** Start of MATERIAL FOR THE TASK **

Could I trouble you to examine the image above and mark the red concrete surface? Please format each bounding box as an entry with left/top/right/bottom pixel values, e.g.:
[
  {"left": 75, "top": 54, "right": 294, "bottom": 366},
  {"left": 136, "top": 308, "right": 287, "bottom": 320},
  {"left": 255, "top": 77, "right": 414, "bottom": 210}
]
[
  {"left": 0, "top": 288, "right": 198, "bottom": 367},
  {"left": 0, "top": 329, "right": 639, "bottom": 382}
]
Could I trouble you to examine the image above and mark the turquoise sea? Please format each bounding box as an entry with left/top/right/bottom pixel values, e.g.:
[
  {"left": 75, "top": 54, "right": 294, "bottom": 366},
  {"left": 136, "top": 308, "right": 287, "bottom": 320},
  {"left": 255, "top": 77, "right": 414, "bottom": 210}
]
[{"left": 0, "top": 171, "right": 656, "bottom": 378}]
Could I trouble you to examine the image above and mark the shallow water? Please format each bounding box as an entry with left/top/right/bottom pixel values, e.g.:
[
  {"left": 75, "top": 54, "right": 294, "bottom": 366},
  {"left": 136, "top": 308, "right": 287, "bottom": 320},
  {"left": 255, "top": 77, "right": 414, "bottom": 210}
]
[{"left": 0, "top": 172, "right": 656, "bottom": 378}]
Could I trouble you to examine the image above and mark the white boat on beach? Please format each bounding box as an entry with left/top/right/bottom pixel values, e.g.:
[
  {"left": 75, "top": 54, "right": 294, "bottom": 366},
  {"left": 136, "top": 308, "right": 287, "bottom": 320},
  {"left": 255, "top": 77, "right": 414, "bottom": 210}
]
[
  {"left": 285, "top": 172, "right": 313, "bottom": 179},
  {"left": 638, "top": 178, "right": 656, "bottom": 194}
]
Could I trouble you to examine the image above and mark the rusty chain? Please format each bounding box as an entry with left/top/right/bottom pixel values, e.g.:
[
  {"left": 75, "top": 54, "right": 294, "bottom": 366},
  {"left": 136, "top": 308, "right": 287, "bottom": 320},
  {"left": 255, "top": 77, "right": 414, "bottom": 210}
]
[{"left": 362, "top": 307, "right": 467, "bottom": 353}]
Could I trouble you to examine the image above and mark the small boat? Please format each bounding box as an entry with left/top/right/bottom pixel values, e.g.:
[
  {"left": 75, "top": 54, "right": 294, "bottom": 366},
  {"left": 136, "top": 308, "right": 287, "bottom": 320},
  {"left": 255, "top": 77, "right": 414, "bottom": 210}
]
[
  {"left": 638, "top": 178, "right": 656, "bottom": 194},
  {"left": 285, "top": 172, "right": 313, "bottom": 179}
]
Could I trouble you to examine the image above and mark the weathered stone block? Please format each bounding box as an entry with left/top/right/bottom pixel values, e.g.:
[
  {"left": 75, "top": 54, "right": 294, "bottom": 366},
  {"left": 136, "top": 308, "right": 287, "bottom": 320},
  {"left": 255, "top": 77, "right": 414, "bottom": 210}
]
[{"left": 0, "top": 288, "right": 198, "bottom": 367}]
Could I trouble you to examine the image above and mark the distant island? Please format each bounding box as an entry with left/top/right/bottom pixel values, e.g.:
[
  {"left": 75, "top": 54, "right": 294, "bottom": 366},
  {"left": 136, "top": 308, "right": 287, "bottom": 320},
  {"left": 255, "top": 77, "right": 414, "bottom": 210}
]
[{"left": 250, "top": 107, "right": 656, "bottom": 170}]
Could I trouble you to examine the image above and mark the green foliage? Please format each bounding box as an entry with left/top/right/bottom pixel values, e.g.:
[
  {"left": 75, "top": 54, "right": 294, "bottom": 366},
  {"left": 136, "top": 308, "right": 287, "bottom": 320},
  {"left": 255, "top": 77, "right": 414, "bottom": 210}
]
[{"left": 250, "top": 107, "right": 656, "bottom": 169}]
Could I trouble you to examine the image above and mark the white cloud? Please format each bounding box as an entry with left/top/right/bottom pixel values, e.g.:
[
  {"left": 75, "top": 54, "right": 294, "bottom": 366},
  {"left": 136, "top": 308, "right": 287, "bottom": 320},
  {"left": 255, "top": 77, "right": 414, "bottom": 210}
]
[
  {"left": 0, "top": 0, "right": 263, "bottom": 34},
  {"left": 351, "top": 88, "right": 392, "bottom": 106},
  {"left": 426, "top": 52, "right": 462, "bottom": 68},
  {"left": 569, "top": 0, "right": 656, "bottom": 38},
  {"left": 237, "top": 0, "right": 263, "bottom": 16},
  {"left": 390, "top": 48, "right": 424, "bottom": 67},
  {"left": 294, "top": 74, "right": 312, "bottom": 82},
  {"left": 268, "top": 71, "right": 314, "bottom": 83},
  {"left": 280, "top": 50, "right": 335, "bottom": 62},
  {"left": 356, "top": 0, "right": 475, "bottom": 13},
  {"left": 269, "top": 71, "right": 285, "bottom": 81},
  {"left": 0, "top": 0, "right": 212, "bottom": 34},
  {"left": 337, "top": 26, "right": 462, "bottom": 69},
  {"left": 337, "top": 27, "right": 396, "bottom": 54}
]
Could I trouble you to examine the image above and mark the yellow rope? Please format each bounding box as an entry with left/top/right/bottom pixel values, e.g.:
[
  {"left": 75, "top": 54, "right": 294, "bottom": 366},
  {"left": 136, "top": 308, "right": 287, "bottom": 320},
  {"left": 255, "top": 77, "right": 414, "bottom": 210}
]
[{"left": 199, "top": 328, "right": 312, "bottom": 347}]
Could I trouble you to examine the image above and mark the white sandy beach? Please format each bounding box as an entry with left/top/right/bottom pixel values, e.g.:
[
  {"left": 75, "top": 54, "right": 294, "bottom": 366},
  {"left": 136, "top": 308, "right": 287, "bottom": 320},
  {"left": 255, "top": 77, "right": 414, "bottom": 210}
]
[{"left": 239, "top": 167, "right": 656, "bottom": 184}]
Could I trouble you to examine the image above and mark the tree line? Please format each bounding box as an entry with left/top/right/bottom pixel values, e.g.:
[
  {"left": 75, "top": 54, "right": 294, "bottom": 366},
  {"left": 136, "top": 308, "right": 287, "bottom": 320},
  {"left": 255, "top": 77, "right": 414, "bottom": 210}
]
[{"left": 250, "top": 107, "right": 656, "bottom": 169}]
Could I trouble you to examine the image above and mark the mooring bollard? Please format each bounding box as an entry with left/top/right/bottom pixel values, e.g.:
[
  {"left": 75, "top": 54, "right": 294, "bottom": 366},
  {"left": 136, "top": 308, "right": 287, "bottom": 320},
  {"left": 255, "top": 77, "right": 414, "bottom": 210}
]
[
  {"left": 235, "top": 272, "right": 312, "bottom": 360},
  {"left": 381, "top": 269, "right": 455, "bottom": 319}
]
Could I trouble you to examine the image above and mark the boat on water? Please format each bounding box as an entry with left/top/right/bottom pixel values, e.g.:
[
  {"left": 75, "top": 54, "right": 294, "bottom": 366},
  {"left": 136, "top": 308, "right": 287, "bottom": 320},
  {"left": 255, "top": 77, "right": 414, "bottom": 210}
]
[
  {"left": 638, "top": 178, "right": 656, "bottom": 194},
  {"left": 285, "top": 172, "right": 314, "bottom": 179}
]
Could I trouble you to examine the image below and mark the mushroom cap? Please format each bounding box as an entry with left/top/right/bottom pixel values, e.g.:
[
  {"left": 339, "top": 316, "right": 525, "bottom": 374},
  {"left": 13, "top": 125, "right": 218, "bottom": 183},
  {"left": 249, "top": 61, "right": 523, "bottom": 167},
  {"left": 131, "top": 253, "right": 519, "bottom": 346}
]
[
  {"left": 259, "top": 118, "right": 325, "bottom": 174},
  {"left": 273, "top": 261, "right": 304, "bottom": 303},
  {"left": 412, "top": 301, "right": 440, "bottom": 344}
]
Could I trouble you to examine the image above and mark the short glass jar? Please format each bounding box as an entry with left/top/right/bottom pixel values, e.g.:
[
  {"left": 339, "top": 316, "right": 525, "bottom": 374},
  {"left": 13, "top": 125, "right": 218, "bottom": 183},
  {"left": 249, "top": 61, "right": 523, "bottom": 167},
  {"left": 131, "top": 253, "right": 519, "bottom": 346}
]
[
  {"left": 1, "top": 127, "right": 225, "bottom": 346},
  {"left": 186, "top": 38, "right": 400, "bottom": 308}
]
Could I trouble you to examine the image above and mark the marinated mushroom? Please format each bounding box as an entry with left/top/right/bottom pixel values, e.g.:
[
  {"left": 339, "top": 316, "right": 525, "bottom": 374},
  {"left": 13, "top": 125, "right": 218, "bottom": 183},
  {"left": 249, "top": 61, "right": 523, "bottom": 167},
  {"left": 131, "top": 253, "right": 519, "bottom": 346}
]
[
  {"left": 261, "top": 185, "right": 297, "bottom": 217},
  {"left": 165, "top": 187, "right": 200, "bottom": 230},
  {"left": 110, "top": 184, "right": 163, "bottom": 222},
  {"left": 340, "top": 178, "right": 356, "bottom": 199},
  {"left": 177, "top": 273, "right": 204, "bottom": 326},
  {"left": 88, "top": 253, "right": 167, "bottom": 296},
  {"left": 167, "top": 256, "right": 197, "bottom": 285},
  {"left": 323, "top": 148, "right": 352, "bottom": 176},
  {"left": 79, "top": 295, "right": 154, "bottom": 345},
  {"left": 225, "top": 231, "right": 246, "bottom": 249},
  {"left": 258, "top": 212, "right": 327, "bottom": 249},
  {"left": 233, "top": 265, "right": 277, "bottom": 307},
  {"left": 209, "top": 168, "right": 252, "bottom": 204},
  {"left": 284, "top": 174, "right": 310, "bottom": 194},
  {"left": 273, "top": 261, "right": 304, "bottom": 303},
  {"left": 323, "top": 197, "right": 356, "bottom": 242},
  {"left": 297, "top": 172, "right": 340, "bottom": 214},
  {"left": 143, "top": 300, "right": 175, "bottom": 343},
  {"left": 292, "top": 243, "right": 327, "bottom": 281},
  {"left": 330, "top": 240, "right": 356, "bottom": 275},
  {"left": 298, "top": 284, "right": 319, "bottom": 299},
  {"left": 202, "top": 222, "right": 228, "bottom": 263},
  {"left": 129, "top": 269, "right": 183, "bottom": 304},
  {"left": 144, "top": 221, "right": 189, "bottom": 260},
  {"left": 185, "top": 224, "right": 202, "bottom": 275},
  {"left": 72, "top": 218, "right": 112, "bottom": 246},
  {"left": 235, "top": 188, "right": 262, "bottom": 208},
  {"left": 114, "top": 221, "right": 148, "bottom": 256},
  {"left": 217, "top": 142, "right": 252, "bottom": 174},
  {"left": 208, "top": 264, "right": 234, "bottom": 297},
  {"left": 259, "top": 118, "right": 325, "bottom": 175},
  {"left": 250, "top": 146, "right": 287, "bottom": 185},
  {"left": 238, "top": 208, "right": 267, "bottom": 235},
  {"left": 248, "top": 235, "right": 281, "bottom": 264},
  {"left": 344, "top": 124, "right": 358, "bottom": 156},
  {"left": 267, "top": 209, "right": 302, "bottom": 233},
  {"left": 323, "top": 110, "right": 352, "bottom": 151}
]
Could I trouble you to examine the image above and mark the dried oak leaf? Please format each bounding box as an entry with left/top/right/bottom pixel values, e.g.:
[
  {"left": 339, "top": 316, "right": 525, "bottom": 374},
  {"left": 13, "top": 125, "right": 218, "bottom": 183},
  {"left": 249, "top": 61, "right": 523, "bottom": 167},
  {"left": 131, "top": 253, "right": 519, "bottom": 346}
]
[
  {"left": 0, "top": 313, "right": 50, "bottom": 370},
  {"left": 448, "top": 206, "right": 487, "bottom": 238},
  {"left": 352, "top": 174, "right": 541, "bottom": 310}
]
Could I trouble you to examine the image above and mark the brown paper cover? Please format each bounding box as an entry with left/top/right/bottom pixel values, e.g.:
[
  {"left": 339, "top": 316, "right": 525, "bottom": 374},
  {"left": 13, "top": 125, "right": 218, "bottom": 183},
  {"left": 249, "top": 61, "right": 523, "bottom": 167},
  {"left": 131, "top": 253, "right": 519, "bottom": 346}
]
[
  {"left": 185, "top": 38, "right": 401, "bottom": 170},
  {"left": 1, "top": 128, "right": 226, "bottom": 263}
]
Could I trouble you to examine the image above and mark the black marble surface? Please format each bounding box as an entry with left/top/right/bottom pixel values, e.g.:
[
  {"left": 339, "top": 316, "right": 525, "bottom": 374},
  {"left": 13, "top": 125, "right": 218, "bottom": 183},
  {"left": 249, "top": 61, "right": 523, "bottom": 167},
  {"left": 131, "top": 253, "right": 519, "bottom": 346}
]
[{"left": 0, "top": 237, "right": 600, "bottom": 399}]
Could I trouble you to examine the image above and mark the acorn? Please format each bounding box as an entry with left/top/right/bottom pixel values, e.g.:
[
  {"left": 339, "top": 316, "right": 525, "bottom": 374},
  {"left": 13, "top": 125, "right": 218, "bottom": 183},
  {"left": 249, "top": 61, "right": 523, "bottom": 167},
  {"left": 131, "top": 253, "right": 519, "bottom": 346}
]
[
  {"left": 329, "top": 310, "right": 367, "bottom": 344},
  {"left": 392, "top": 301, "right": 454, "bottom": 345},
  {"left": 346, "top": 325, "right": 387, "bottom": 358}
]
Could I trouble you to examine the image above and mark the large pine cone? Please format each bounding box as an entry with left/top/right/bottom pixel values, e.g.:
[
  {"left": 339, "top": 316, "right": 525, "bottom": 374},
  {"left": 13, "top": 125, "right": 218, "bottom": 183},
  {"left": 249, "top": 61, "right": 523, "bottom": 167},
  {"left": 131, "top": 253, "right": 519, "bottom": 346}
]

** End of MATERIAL FOR THE TASK **

▶ TASK TO CARRY OUT:
List every line in the material above that contains the word "boat". Case counts.

▶ TASK OUTPUT:
Could I trouble you to examine the image above and mark the white boat on beach? Please format each bounding box as an entry with left/top/right/bottom pixel values, e.g.:
Could I trouble you to examine the image above and mark the small boat? Please format each bounding box as an entry with left/top/right/bottom pixel values, e.g.:
Could I trouble you to examine the image above and mark the boat on water? Please format each bounding box as an entry with left/top/right/bottom pixel values, e.g.:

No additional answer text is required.